=== Ausgangstext ===
-------------------------
Ziele/Motive/Ausgangslage/Problemstellung

Als am 15. März 2020 alle Schulen in den Lockdown gingen, war nicht abzusehen, dass ich ein Jahr danach ein forschungspraktisches Seminar abhalten werde, das den dadurch verursachten Veränderungen in Bezug auf den Deutschunterricht nachgehen wird. Noch weniger war abzusehen, dass dieses Seminar selbst in weitere Phasen teilweisen Lockdowns fallen würde. Als medienaffiner Fachdidaktiker, der bis zu diesem Zeitpunkt mit allem Nachdruck seinen Studierenden zu vermitteln versuchte, dass die Beschäftigung mit und der Einsatz von digitalen Medien im Deutschunterricht nicht nur unvermeidbar, sondern auch didaktisch sinnvoll sei, stand ich staunend vor den widersprüchlichen Meldungen bzw. Meinungen aus Presse und Einzelzeugenberichten in Bezug auf das (Nicht)Funktionieren des Distance-Learning-Unterrichts. Die Neugier war geweckt: Diesem Phänomen wollte ich zusammen mit meinen Studierenden des Masterseminars für Fachdidaktik Deutsch im Sommersemester 2021 genauer auf den Grund gehen.

 

Beschreibung der LV (gekürzt):

Noch vor einem Jahr waren Distance-Learning-Formate in der Regelschule als didaktische Option eine unter vielen. […] Doch mit den coronabedingten Lockdowns in den Jahren 2020/21 wurde in Österreich der „Fernunterricht“ plötzlich zur einzig verbleibenden Möglichkeit, Schule sowie Unterricht aufrecht erhalten zu können. Doch welche didaktischen Möglichkeiten habe ich als Lehrende*r überhaupt in dieser Situation? Und wie stellt sich der Deutschunterricht tatsächlich unter diesen veränderten Rahmenbedingungen an Österreichs Schulen dar? Über welche konkreten Schwierigkeiten und Lösungen berichten Deutschlehrer*innen selbst? Auf welche didaktischen Konzepte greifen sie in den unterschiedlichen Bereichen des Deutschunterrichts zurück? Und haben sich diese bzw. wie haben sich diese über das letzte Jahr hinweg verändert?
-------------------------
=== Arbeitsmaterial ===

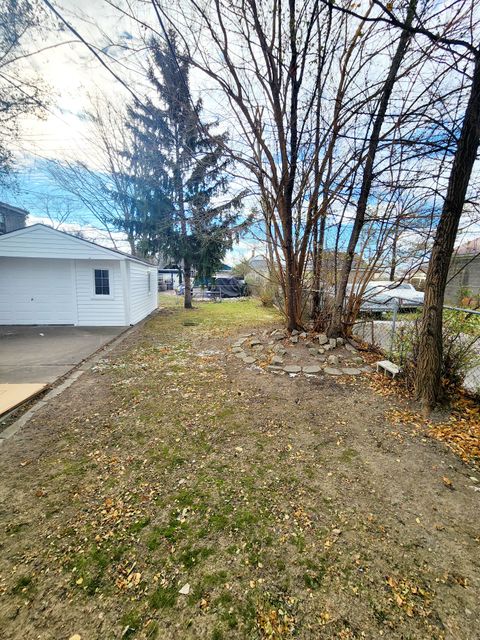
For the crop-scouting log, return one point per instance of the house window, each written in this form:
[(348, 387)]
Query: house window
[(102, 282)]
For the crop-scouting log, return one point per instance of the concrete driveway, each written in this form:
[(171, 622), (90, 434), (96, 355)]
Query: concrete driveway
-------------------------
=== Arbeitsauftrag ===
Setzen Sie den Text über den Deutschunterricht im Distance Learning im Anschluss an seinen letzten Satz fort.

=== Ihre Antwort ===
Auf diese und viele weitere Fragen versuchen wir im Seminar unter Auslotung der Möglichkeiten didaktischer Forschung plausible Antworten zu finden und praktische Ableitungen für den Unterricht zu treffen. Die Ergebnisse sollen am Ende des Semesters auszugsweise zusammengefasst und online publiziert werden.

 

Folgende Lernziele werden im Rahmen des Seminars verfolgt:

- Vertiefung inhaltlicher Auseinandersetzung im Rahmen fachdidaktischer Forschung

- Vertiefung in die methodischen Belange fachdidaktischer Forschung: Gütekriterien, Erhebungs- und Auswertungsverfahren, Unterschiede qualitativer und quantitativer Forschungsfragen, Erstellung von Untersuchungsdesigns

- Abfassung einer Arbeit (vorwiegend mit empirischem Ansatz)

- Transfer von wissenschaftlichen Erkenntnissen in den Unterricht

 

Methoden: Lerner*innenzentrierte Ausrichtung der LV, in der die individuelle, forschende Begegnung der Lernenden mit dem Thema im Mittelpunkt steht.

Das Unterrichtskonzept leitet sich aus theoretischen und praktischen Überlegungen zu folgenden (hoch)schuldidaktischen Modellen ab: Forschendes Lernen, Dialogisches Lernen, Flipped Classroom

Kurzzusammenfassung des Projekts

Dieses fachdidaktische Masterseminar im Lehramtsstudium Deutsch widmet sich einem aktuellen, berufsfeldbezogenen Thema, das mit Studierenden gemeinsam erforscht wird. Es geht um die didaktischen Auswirkungen des „Distance-Learnings“ im Deutschunterricht in Zeiten der COVID-19-Pandemie.

Das Konzept des Seminars ist entlang der theoretischen Lehr- und Lernkonzepte von „Forschendem Lernen“, „Dialogischem Lernen“, „Flipped Classroom“ und „Constructive Alignment“ strukturiert.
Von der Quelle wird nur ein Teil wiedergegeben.